### À faire
A – Traduisez en anglais cette phrase du texte sur la réhabilitation des territoires ruraux : « La coordination, pour piloter ce genre de projets se basant sur une nouvelle conception du développement, a, en effet, du mal à se concrétiser sur le terrain. »
B – Parmi les lignes ci-dessous, mettez sous forme de liste numérotée la partie qui s'ouvre sur la ligne contenant « Note: we are tagging the suv windshield » et se ferme sur celle contenant « 106), (242, 109)] », sans les lignes vides.

### Texte source
────────────────

Réhabilitation des territoires et su savoir-faire local

En raison de la diversité des facteurs de dégradation des milieux ruraux, épuisant les sols et faisant fuir les hommes, la stratégie de revivification de ces espaces ne peut être que multidimensionnelle et multisectorielle. Le département ministériel chargé de ce secteur, en l’occurrence l’ancien ministère délégué au développement rural dépendant du ministère de l’Agriculture, a mis en place, depuis 2003, un ensemble de dispositifs de soutien au développement rural qui s’articulent autour du PNDAR (Plan national de développement agricole et rural). La formule des PPDR (Projets de proximité de développement rural) a été initiée avec cette philosophie de la vision d’ensemble qui est censée toucher tous les domaines de la vie rurale pour permettre une stabilisation des populations, le retour des habitants expatriés dans des conditions sécuritaires particulières, la création de nouvelles conditions de vie basées sur le désenclavement, la protection des sols contre l’érosion, le soutien aux métiers artisanaux, le soutien au développement agricole (arboriculture, amélioration des sols, élevage), la mobilisation des ressources hydriques (puits, forages, retenues, captage de sources), l’installation des services sociaux (santé, école, centres culturels) et des équipements publics (électricité, gaz,). Dans ce genre de projets décentralisés confiés aux différentes structures des wilayas, le problème crucial soulevé demeure l’intersectorialité qui est mal assurée. La coordination, pour piloter ce genre de projets se basant sur une nouvelle conception du développement, a, en effet, du mal à se concrétiser sur le terrain. Hormis les actions de type agro-forestier et, dans une moindre mesure, la petite hydraulique, les autres actions ont connu pratiquement des retards dans toutes les wilayas du pays.

────────────────

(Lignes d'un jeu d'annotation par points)
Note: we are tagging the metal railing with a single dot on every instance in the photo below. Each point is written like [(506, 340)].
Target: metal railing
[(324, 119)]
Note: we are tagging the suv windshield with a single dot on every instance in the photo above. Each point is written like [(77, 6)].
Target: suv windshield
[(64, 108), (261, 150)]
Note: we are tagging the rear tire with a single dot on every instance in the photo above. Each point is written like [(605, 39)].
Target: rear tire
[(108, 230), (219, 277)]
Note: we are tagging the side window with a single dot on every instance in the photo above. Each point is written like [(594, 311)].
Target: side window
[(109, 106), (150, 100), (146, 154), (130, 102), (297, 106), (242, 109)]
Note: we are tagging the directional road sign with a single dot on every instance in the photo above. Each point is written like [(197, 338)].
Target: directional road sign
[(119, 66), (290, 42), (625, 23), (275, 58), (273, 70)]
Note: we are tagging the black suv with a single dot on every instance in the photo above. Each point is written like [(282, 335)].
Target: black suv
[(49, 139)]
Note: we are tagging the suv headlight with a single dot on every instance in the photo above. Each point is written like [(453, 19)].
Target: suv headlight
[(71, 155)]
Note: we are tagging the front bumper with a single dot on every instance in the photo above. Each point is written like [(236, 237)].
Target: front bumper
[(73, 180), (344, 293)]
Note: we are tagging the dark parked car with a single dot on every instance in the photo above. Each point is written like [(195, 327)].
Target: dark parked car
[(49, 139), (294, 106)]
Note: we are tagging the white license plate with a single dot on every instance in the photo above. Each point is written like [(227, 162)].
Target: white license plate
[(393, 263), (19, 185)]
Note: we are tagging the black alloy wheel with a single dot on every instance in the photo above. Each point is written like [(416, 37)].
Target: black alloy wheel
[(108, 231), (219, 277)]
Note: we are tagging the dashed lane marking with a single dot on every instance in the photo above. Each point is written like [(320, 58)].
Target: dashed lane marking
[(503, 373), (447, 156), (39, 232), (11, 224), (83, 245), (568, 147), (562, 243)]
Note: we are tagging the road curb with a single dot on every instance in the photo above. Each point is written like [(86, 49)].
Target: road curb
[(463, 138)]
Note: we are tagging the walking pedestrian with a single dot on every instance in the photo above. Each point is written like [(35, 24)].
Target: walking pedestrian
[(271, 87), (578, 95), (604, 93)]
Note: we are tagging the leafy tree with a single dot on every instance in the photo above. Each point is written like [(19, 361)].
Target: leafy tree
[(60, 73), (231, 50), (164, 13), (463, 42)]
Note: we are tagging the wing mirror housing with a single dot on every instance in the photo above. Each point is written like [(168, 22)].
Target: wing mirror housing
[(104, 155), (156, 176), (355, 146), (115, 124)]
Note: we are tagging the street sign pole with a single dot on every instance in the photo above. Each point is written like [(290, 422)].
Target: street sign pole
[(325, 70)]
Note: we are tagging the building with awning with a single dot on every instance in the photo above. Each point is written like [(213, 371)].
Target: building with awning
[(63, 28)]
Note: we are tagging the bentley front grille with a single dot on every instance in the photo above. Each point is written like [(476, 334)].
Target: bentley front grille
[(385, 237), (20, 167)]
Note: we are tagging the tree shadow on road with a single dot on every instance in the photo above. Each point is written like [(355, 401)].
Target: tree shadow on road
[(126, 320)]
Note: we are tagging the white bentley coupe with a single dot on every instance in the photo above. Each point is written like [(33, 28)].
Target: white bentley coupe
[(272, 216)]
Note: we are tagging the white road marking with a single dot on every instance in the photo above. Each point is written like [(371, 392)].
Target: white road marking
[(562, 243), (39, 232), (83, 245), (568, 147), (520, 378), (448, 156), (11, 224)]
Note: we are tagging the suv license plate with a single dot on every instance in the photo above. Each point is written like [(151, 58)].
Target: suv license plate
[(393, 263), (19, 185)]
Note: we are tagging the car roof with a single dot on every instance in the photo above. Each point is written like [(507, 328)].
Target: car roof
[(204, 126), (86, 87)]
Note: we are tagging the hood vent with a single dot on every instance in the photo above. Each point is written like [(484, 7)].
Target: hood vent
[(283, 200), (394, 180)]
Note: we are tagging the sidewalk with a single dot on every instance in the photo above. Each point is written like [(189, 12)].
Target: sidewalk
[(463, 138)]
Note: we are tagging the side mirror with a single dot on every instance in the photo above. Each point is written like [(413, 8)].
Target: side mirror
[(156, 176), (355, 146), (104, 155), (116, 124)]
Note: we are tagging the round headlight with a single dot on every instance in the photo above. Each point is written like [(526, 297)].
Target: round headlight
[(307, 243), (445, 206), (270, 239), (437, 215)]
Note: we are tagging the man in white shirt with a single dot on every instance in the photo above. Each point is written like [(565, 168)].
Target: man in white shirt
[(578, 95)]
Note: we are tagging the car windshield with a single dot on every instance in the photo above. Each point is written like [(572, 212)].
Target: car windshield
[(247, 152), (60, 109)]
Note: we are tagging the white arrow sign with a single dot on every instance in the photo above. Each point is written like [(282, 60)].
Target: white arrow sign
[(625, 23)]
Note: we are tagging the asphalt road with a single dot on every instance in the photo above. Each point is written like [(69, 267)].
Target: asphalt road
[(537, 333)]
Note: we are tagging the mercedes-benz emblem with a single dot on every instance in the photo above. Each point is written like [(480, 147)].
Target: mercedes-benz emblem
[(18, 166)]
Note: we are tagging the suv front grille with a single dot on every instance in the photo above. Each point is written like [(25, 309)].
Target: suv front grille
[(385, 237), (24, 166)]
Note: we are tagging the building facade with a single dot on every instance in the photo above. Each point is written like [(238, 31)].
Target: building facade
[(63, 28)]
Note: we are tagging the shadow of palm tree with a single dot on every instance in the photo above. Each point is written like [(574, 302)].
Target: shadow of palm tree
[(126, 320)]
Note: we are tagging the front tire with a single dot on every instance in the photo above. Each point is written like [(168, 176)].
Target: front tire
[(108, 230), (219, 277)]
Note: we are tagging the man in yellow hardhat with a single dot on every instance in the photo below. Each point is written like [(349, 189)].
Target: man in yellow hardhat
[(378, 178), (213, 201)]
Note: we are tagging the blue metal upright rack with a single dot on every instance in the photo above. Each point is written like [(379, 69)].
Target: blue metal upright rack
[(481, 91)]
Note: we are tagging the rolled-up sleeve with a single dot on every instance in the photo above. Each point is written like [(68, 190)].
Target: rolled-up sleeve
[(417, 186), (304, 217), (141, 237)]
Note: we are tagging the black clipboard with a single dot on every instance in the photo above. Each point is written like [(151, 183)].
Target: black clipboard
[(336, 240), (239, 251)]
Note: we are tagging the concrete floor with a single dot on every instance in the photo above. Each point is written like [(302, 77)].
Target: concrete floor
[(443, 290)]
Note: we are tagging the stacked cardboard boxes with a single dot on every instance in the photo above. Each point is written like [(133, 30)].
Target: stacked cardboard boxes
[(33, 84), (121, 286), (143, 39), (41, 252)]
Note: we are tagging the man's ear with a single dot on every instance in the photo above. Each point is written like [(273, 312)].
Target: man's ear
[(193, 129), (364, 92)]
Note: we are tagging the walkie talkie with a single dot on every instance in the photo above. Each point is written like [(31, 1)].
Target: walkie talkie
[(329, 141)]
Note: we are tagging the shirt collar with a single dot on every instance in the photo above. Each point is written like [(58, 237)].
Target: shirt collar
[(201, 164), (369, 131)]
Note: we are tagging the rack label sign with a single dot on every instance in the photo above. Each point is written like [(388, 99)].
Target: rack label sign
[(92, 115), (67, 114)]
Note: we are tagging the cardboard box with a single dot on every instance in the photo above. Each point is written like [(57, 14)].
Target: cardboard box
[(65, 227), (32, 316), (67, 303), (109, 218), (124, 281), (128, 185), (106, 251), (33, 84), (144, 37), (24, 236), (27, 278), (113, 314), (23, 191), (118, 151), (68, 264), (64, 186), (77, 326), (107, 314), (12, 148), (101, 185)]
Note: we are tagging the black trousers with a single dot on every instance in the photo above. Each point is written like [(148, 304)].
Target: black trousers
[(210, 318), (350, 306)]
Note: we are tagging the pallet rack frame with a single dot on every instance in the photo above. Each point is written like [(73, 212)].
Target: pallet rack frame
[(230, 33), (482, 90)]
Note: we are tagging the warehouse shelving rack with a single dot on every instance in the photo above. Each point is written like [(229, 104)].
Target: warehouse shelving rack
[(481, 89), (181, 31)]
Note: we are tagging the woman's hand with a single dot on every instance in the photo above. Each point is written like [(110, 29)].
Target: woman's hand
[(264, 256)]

────────────────

### Les réponses
A – Coordination, in order to steer projects of this kind based on a new conception of development, is in fact struggling to take shape on the ground.

B –
1. Note: we are tagging the suv windshield with a single dot on every instance in the photo above. Each point is written like [(77, 6)].
2. Target: suv windshield
3. [(64, 108), (261, 150)]
4. Note: we are tagging the rear tire with a single dot on every instance in the photo above. Each point is written like [(605, 39)].
5. Target: rear tire
6. [(108, 230), (219, 277)]
7. Note: we are tagging the side window with a single dot on every instance in the photo above. Each point is written like [(594, 311)].
8. Target: side window
9. [(109, 106), (150, 100), (146, 154), (130, 102), (297, 106), (242, 109)]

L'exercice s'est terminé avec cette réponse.